▶ Given information
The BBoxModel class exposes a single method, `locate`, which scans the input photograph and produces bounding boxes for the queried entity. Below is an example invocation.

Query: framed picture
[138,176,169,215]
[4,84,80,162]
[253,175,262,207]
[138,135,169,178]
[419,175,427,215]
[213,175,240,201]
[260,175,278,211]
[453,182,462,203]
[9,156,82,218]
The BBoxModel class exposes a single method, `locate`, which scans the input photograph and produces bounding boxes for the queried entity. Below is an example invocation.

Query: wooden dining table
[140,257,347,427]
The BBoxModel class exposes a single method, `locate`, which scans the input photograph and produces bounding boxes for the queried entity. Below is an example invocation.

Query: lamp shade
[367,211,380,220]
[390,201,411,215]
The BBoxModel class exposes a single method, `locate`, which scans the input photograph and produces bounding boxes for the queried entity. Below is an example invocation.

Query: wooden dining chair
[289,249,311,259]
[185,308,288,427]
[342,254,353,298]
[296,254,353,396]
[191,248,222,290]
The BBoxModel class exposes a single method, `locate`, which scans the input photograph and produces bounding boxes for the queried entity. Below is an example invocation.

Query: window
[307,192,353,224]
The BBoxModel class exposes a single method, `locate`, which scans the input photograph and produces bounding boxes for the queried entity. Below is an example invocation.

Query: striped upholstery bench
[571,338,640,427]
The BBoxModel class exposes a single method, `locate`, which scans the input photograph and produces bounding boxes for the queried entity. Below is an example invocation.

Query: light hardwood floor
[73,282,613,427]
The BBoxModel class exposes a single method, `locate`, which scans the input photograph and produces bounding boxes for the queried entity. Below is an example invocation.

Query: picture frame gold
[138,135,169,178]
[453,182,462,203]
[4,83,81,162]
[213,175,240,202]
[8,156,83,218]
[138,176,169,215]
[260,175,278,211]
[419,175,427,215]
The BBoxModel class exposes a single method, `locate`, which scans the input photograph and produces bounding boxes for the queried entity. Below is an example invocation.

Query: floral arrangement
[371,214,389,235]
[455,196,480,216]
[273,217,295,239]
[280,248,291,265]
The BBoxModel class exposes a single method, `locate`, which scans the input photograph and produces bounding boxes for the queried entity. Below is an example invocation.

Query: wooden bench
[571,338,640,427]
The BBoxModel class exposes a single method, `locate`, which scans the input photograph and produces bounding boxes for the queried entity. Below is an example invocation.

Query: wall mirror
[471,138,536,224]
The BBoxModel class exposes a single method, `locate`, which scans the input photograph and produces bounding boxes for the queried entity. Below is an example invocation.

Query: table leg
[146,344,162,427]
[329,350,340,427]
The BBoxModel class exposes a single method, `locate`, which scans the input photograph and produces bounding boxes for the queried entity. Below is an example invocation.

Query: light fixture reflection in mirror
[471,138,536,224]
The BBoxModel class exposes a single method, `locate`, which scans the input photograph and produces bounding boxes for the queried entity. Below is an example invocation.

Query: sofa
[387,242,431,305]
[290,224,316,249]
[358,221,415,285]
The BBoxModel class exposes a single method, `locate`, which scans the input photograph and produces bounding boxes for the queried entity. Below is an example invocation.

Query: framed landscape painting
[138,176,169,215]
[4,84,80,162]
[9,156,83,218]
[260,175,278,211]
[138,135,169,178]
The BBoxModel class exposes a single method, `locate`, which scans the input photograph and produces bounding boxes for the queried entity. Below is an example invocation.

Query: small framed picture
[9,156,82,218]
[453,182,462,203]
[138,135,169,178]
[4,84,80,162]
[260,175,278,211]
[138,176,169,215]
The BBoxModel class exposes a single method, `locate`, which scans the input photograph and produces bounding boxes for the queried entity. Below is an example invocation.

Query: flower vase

▶ Given instruction
How many lines in the records above contain the string "table"? Reply with the number alone.

▶ Result of this exercise
2